(SUPPLIED MATERIAL begins)

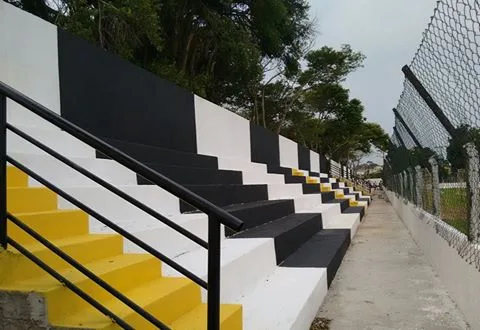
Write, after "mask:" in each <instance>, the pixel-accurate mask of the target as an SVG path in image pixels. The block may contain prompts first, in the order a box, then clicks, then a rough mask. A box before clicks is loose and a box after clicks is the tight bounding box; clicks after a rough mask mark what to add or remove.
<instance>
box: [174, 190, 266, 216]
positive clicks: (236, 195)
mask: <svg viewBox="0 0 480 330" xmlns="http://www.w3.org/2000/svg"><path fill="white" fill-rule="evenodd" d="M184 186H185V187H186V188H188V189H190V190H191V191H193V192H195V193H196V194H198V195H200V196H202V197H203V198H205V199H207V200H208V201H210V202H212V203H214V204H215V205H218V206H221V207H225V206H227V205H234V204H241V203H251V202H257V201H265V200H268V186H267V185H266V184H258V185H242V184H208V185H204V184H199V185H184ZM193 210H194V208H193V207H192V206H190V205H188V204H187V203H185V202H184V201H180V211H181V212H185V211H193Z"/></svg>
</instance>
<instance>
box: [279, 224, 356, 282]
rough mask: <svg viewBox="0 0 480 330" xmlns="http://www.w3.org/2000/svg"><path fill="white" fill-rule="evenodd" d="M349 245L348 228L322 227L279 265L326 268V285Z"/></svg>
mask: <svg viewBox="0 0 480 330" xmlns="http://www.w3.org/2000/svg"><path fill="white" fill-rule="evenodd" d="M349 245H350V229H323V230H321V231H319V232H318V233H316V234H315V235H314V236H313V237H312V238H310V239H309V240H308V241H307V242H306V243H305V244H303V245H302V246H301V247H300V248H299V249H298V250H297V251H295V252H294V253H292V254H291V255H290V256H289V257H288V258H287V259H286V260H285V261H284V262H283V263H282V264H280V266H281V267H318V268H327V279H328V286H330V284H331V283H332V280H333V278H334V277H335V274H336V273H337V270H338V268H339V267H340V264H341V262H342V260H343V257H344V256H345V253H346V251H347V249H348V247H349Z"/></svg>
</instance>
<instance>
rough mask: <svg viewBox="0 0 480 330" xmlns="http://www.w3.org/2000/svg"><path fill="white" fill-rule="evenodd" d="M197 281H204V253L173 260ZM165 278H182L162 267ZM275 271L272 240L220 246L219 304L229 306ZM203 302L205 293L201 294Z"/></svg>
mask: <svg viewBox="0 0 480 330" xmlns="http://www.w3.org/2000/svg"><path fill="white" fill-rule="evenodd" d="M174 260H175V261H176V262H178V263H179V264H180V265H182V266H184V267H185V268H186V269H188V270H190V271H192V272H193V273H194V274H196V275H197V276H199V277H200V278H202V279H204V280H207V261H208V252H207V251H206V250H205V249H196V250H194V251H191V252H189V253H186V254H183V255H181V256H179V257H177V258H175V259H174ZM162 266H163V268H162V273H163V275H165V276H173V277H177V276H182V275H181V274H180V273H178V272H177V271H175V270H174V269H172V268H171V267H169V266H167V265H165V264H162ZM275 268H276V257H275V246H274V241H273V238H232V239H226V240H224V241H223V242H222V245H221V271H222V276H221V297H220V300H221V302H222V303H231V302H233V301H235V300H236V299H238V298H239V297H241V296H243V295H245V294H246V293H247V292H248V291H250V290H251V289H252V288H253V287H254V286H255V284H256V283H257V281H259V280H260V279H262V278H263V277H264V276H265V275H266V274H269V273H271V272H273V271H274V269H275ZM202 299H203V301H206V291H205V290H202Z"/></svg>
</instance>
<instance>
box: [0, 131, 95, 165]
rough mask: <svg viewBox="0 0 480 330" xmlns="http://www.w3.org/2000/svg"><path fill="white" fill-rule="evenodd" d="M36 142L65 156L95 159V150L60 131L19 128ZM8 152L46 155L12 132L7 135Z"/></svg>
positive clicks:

(SUPPLIED MATERIAL ends)

## WHAT THE EXERCISE ASKS:
Count the lines in the listing above that contain the string "clicks", treating uppercase and lowercase as different, and reply with the number alone.

## SOLUTION TO THIS TASK:
3